───── Records for the exercise ─────

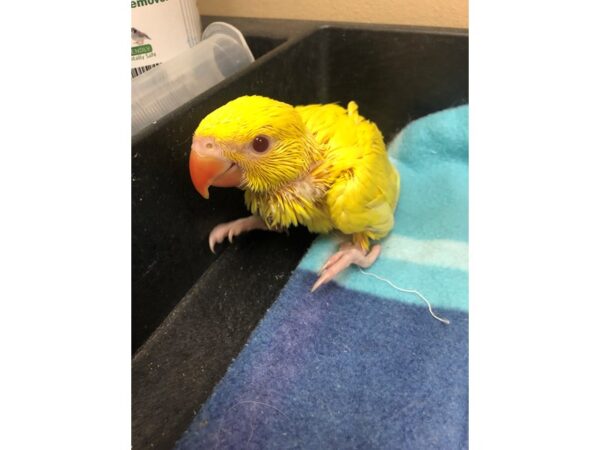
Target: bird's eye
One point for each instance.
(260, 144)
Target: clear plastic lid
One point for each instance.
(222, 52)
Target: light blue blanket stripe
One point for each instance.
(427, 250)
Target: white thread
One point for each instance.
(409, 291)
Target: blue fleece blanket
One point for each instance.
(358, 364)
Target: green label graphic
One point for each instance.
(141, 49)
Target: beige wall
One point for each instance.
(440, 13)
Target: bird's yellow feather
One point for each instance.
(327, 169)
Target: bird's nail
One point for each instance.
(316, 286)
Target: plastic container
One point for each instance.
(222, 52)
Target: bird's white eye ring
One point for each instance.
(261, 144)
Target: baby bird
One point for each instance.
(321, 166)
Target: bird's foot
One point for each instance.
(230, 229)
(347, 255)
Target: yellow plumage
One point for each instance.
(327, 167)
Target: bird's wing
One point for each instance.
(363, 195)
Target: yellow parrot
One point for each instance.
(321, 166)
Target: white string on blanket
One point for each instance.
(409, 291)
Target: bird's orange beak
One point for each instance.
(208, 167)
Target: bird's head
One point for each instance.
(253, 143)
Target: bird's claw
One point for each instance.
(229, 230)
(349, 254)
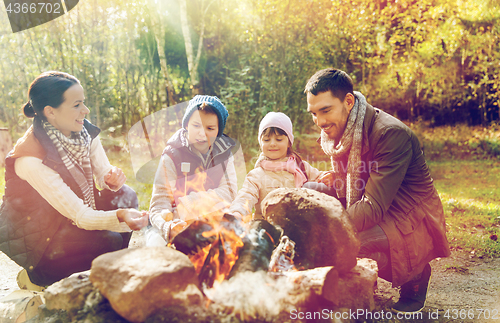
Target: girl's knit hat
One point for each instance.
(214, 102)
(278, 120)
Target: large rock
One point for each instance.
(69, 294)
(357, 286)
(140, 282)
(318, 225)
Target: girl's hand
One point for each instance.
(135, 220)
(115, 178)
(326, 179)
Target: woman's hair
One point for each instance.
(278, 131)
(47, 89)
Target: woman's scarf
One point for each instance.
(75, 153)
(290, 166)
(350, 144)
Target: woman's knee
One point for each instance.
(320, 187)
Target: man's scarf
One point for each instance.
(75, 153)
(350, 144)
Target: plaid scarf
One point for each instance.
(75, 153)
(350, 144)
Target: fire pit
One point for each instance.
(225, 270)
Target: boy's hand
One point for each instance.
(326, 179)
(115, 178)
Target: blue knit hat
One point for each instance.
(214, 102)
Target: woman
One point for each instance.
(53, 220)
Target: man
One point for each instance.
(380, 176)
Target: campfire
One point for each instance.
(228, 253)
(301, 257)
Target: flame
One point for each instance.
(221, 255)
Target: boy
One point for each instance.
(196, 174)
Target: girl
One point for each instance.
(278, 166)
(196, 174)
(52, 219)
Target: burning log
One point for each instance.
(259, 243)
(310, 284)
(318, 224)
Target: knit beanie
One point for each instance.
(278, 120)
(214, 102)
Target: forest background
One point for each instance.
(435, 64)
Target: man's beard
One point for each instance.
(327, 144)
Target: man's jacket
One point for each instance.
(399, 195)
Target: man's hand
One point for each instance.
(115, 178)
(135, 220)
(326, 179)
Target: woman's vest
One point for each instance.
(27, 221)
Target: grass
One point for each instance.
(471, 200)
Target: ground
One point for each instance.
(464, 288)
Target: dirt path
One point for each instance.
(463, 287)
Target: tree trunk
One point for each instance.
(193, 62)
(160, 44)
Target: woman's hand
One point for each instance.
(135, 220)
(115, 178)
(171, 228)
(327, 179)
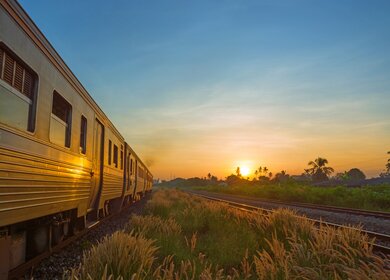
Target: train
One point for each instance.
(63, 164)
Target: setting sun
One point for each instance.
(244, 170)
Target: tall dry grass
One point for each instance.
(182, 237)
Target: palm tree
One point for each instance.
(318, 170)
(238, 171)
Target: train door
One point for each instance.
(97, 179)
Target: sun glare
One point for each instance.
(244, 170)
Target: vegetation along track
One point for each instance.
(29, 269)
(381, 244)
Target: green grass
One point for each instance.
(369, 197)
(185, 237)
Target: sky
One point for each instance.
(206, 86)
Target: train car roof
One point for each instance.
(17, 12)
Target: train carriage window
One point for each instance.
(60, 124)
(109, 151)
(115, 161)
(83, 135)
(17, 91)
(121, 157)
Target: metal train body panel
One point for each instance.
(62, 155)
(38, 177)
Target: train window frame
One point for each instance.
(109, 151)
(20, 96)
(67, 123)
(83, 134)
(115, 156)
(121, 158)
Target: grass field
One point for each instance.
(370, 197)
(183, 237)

─────
───── Records for the exercise ─────

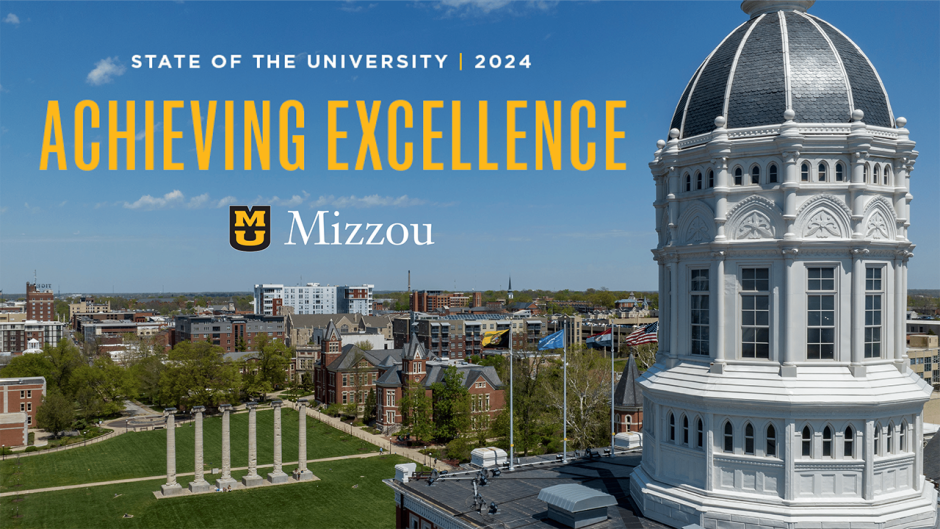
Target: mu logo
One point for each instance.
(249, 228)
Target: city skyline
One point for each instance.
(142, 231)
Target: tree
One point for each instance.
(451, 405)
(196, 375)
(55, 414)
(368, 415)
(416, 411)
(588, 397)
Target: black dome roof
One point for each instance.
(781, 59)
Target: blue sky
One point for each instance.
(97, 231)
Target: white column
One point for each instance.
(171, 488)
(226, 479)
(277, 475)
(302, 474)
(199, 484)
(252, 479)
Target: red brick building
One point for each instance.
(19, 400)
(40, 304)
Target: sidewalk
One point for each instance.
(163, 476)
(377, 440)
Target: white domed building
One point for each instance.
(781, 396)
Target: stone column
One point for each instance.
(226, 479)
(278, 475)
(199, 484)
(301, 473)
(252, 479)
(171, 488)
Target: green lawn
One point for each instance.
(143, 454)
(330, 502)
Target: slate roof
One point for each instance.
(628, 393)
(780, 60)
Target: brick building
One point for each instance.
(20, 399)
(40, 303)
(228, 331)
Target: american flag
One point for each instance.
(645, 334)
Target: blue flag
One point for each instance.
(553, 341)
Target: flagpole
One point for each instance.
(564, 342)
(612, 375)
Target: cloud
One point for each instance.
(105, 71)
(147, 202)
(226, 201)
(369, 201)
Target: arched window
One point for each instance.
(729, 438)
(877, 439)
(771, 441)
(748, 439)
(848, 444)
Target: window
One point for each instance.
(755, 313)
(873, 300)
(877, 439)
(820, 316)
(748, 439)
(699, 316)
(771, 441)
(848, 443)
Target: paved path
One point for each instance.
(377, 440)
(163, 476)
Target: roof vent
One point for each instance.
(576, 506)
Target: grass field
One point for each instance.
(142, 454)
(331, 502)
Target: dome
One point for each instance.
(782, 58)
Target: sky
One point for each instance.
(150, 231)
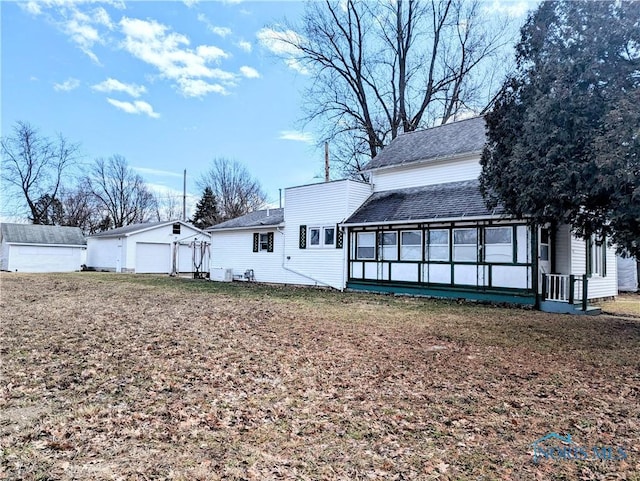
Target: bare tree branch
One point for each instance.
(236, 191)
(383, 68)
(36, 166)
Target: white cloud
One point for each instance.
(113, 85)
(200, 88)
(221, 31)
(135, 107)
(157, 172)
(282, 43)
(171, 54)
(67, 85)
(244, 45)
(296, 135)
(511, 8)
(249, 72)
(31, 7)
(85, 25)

─────

[Goal of the exercise] Collect each line of the listing that contains the word "roof" and copy it unchanged.

[The reply]
Target: train car roof
Target: black dome roof
Target: slate roof
Target: roof vent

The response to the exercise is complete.